**Problem requirements**
Render the data as a Markdown table with the columns Row and Line, starting with the line that contains "For each instance of the woman's" and going on through the end of the data. Number the rows from 1, give each line in its own row, and leave out blank lines.

(Some records)
########

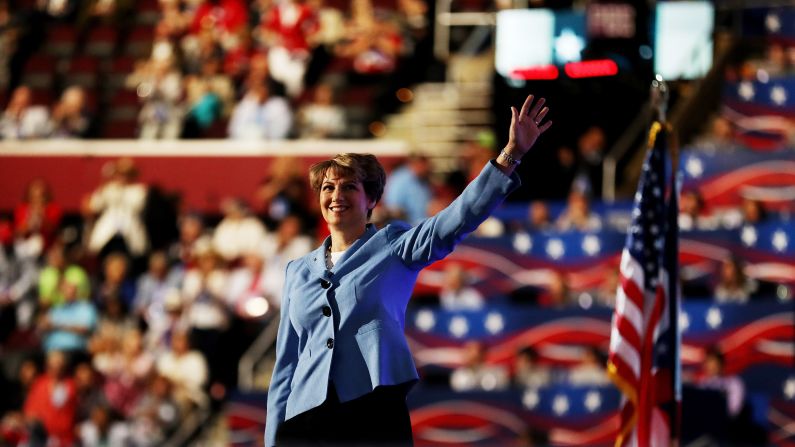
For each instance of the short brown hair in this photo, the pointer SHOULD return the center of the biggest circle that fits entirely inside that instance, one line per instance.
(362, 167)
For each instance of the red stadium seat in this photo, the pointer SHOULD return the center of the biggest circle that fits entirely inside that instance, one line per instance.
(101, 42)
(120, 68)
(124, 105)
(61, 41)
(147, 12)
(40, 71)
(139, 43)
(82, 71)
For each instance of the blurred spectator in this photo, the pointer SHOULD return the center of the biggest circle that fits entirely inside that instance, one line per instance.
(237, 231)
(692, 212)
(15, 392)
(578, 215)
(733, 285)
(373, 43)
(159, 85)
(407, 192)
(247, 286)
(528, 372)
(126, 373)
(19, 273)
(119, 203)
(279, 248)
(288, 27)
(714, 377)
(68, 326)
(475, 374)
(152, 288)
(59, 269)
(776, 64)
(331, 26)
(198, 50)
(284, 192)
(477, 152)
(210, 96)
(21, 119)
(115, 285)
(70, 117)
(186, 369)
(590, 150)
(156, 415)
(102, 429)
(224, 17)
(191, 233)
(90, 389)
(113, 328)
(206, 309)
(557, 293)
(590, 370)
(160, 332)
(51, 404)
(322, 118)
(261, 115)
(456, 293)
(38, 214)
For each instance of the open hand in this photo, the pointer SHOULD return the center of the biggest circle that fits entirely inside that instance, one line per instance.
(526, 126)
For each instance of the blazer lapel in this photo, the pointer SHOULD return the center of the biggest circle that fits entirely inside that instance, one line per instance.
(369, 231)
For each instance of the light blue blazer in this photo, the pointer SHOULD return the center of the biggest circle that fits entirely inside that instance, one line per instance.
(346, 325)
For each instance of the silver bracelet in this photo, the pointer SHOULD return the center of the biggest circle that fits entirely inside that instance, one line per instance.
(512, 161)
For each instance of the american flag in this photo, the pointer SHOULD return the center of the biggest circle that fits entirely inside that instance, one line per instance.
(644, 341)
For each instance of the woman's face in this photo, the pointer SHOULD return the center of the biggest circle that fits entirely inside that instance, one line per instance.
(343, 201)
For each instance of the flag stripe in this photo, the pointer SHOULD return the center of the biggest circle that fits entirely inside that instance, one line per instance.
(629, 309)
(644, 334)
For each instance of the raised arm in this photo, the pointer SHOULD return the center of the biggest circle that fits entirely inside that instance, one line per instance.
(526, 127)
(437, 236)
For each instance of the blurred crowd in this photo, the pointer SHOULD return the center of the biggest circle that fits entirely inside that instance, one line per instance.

########

**Complete response**
| Row | Line |
|---|---|
| 1 | For each instance of the woman's face in this photo, the pointer SHOULD return the center of the biggest circle that fits entirely inside that instance, one line per instance. |
| 2 | (343, 201) |
| 3 | For each instance of the flag stripe in this photo, the pointer SHOULD return the center of the biggest circle that fits entirely inside that instance, one line per instance. |
| 4 | (629, 309) |
| 5 | (644, 334) |
| 6 | For each instance of the raised arm in this photo, the pointer SHOULD return the center of the biggest circle that fits entirely inside that instance, one line per instance. |
| 7 | (526, 127) |
| 8 | (437, 236) |
| 9 | For each instance of the blurred crowd in this photo, the pointer SHOULD return the center of the biggest circle that fits entirely inside that instance, one line per instance. |